_Task requirements_.
1) In the reply about shared cache topology, write out again the part that opens with the words containing "It uses the" and closes with "(compile tested only).", substituting "task scheduler" for "scheduler".
2) Please state what, according to the reply about shared cache topology, the biggest shared cache effectively ends up being for modern Intel chips.

_Passage provided_.
☆ ☆ ☆
On Thu, 2012-01-26 at 12:26 +0100, Jens Axboe wrote:
> O
> Yeah, I think that would suit my purpose nicely, in fact. What level of
> cache sharing is being used here? The block code wanted a per-socket
> type operation, but since it's a heuristic, perhaps the above is even
> better (or equivelant, perhaps).

It uses the biggest shared cache exposed in the topology information the
scheduler has (which is currently somewhat funny but is on the todo list
for improvements).

Effectively it ends up being the socket wide LLC for modern Intel chips
though.

Would something like the below work for you (compile tested only).
☆ ☆ ☆
_Given information_.
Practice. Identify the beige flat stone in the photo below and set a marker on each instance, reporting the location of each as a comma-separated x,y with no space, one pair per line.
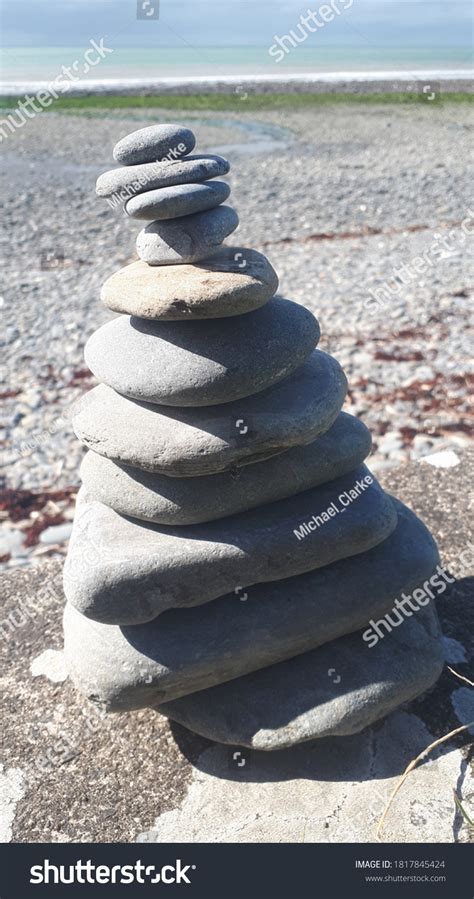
232,281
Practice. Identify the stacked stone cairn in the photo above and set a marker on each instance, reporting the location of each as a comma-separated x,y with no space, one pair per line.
232,558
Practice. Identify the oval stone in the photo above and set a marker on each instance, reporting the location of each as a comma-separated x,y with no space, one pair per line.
310,704
155,142
232,281
121,571
186,239
189,442
192,649
179,501
202,363
174,202
126,182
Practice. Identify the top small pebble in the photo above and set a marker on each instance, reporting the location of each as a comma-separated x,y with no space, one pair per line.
156,143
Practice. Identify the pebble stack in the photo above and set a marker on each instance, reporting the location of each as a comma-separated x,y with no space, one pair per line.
230,548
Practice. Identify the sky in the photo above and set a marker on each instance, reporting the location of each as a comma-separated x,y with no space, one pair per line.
221,23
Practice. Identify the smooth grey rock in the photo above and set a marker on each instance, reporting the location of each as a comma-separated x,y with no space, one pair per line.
232,281
173,202
202,363
186,239
121,571
154,143
176,501
128,181
185,650
335,690
189,442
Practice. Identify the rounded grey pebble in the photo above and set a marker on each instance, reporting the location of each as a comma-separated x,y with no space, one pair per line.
154,497
122,571
202,363
192,649
129,181
174,202
194,442
294,701
154,143
186,239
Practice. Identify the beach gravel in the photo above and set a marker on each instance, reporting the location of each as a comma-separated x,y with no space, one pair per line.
341,198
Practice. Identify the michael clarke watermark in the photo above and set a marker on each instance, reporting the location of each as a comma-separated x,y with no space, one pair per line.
345,499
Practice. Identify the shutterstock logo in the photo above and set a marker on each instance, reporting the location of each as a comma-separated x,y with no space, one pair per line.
87,872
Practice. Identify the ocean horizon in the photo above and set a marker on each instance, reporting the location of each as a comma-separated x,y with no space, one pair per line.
31,64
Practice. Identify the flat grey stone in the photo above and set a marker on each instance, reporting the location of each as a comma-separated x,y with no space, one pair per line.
187,239
188,442
154,143
173,202
185,650
121,571
232,281
176,501
335,690
128,181
202,363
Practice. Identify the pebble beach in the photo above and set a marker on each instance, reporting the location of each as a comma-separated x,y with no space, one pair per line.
363,210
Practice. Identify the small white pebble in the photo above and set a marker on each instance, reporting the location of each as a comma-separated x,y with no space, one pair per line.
☆ ☆ ☆
_Responses to the tasks_.
1)
It uses the biggest shared cache exposed in the topology information the
task scheduler has (which is currently somewhat funny but is on the todo list
for improvements).

Effectively it ends up being the socket wide LLC for modern Intel chips
though.

Would something like the below work for you (compile tested only).

2) The socket wide LLC.